_Selection_
>>>

So far in 2019, 23 percent of former Chevy Cruze owners and 31 percent of former Ford Focus owners bought a car from a competitor, the online car sales website said in a report Wednesday.
"Ford and GM made a strategic decision to prioritize profit at the expense of market share," Jessica Caldwell, Edmunds' executive director of insights, said in a statement. "While this may set them up better in the long run so they have the cash they need to fund electrification and autonomy, there's no question that decision is giving their competitors an edge now."
Former Focus owners' brand loyalty declined over the last three years from 40 percent in 2016 to 33 percent through September 2019, the report said. Former Cruze owners' loyalty declined from 57 percent in 2016 to 45 percent in 2019.
The study showed 21 percent of Focus and 22 percent of Cruze trade-ins go toward the purchase of a compact car, many of those cars being Honda Civics or Toyota Corollas.
"The number of Focus and Cruze owners trading their vehicles in and buying a small Jeep [Compass or Renegade], Hyundai Kona or Elantra, Kia Forte or Subaru Crosstrek have all risen in the last three years," the study said.
In an emailed statement to Automotive News, GM spokesman Jim Cain said: “Chevrolet trucks and crossovers are offsetting lower car sales. The proof is in registrations, and registrations don’t lie. Dig deeper and you’ll see that key competitors -- Ford, Nissan, Toyota, Jeep and Chrysler, among others -- are losing significant chunks of retail market share. We’re doing fine.”
The study said 21 percent of Cruze owners and 18 percent of Focus owners traded in their cars for the corresponding brand's crossovers or SUVs in 2019. Edmunds analysts said the cost increase of a small crossover or SUV — between $4,000 and $8,000 more than a small car — puts pressure on younger and "price-sensitive" buyers.
"The catch is, if Ford and GM don't have affordable options for shoppers who are buying their first or second new car, it could be much harder to win them over later," Caldwell said in the statement. "Catching consumers early and keeping them in the family has been a basic tenet of automotive brand strategy for decades.
"It feels like we're in the midst of a transformative time for the industry where automakers are being forced to rethink everything," she said.

<<<

Source records:
>>>

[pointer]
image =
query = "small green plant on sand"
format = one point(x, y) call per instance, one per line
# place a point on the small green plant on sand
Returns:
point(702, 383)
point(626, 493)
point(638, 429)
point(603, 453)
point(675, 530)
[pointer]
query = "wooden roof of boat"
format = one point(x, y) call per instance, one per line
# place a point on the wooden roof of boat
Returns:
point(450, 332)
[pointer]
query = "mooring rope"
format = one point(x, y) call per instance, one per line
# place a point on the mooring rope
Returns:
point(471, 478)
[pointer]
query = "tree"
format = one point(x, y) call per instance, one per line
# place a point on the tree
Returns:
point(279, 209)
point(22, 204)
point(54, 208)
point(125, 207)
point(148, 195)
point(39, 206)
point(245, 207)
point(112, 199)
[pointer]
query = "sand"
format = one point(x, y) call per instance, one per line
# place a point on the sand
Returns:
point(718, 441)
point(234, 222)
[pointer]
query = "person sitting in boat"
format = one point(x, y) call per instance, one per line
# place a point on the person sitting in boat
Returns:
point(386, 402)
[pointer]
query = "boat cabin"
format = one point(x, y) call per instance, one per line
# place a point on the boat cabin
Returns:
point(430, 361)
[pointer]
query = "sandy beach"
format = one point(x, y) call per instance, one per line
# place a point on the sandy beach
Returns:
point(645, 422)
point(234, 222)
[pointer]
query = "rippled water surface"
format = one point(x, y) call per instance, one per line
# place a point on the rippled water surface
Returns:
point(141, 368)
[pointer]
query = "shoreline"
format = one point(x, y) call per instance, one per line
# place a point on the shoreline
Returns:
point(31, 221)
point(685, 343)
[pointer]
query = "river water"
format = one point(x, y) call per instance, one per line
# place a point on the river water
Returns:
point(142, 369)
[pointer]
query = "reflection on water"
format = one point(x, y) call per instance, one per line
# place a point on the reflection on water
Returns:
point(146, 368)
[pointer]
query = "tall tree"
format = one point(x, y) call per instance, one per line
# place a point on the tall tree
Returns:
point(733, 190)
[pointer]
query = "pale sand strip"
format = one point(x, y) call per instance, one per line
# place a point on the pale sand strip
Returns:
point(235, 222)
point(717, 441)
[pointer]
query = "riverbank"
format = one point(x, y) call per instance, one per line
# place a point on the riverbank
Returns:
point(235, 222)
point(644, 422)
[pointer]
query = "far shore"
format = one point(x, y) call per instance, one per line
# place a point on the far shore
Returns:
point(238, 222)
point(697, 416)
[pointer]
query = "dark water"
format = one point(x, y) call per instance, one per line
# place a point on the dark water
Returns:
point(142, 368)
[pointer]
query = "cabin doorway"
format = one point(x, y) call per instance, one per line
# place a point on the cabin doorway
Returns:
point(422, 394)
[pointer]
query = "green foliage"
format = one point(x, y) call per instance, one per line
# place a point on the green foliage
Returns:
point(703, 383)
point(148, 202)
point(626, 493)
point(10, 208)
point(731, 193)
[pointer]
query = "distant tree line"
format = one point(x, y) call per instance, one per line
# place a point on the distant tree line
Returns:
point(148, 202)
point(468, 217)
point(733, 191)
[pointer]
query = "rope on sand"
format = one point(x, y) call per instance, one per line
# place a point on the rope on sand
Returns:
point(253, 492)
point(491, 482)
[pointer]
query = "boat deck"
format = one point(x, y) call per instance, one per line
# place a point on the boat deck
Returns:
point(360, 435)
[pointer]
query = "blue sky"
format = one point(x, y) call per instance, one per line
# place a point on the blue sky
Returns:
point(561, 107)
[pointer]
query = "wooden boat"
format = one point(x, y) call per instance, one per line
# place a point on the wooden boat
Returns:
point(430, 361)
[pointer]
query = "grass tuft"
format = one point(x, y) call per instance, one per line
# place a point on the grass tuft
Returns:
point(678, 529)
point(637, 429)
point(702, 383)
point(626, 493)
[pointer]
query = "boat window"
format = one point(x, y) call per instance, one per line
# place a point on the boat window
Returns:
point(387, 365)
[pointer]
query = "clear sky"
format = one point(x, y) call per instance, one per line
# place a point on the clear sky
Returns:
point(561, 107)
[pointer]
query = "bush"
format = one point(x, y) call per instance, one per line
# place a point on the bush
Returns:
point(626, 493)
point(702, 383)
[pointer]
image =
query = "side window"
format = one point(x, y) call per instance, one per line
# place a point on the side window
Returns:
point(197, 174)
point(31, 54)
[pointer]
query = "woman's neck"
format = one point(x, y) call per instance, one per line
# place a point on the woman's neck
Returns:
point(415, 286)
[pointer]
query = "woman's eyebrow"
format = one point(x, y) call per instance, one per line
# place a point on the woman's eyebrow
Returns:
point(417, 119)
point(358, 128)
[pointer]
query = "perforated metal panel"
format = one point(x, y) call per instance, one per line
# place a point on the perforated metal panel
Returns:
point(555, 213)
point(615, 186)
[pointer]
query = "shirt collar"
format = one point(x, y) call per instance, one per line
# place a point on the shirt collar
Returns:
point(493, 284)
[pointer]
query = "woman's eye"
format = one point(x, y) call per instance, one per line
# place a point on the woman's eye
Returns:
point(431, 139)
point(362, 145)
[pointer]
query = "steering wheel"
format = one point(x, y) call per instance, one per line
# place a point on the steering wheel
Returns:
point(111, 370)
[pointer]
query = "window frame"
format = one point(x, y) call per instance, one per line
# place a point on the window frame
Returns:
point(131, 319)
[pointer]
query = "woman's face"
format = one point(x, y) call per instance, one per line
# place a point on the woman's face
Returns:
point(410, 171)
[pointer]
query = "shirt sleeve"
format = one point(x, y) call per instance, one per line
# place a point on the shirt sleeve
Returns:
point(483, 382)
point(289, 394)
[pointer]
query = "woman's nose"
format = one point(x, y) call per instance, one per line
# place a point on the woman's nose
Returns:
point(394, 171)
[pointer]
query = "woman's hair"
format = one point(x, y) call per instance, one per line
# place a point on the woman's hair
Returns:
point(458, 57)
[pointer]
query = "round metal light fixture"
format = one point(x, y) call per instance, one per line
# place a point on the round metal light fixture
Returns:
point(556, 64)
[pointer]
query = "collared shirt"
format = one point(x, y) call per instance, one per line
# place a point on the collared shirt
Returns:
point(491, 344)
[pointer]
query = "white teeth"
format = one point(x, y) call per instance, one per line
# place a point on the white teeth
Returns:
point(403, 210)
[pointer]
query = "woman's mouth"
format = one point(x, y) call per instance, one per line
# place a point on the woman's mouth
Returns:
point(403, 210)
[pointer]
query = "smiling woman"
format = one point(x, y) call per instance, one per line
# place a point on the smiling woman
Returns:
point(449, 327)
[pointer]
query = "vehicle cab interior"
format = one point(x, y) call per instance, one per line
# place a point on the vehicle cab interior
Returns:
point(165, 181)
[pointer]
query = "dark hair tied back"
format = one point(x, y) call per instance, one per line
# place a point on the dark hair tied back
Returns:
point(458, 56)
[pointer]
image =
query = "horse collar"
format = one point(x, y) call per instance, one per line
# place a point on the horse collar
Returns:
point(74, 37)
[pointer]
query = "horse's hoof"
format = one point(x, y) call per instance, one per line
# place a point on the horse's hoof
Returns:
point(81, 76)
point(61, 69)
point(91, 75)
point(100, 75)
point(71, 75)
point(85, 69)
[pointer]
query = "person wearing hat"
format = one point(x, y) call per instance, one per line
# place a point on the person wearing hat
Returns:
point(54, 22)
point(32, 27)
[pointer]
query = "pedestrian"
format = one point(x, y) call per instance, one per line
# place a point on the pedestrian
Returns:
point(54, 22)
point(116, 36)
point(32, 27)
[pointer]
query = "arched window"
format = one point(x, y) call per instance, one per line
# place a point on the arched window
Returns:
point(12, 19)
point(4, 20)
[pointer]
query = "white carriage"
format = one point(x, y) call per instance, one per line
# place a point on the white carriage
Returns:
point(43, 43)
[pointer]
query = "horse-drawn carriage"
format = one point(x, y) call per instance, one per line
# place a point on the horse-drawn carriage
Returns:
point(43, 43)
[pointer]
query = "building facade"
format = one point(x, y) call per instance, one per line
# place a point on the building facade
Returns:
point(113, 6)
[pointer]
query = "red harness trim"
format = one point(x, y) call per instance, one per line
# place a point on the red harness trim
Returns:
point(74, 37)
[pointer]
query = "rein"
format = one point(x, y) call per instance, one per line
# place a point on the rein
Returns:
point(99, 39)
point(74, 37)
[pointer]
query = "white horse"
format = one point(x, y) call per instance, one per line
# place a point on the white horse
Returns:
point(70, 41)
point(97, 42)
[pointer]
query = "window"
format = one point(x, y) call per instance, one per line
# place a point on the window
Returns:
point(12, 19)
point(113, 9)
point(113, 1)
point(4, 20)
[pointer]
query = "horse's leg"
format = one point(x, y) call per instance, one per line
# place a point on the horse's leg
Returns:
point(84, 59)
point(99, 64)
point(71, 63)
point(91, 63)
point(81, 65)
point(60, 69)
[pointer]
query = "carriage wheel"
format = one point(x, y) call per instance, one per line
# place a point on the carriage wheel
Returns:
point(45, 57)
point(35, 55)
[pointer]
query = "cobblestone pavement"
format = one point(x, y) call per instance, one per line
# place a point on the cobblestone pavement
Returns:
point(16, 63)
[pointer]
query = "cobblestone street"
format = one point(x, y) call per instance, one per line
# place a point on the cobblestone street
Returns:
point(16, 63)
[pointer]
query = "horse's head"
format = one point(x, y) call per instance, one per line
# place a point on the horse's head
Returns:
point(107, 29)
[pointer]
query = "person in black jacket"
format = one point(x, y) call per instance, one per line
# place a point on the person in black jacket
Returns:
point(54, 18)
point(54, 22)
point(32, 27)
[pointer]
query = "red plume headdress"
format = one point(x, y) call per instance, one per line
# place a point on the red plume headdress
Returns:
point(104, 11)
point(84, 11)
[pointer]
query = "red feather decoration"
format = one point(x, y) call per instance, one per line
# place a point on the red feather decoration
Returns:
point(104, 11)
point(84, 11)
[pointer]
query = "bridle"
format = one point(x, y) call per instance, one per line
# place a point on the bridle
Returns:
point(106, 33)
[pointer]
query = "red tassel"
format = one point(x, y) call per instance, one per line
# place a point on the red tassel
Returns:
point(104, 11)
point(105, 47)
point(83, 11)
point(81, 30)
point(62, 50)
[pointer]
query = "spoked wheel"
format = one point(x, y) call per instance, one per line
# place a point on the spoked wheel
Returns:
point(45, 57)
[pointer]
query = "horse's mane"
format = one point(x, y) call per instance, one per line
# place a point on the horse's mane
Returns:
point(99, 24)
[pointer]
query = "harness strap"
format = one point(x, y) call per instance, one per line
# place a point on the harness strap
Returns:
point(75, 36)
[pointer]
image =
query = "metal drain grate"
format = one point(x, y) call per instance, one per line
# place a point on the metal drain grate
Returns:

<<<

_Task requirements_
1: In the article on former Cruze and Focus owners, what was the brand loyalty of former Focus owners through September 2019?
2: Repeat verbatim everything in the article on former Cruze and Focus owners from "Former Focus owners'" down to "percent in 2019.".

_Task-by-task answers_
1: 33 percent

2:
Former Focus owners' brand loyalty declined over the last three years from 40 percent in 2016 to 33 percent through September 2019, the report said. Former Cruze owners' loyalty declined from 57 percent in 2016 to 45 percent in 2019.